RECORDS SHOWN
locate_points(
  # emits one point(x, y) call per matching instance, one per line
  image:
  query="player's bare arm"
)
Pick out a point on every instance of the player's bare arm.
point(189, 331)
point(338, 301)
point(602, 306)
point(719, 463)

WHAT IS BEING ASKED
Return every line of the material above exactly.

TASK OUTPUT
locate_points(
  # emits one point(x, y) call per matching instance, one per line
  image:
  query="player's bare arm"
)
Pick out a point on every instance of the player's bare arm.
point(189, 331)
point(338, 301)
point(602, 306)
point(719, 463)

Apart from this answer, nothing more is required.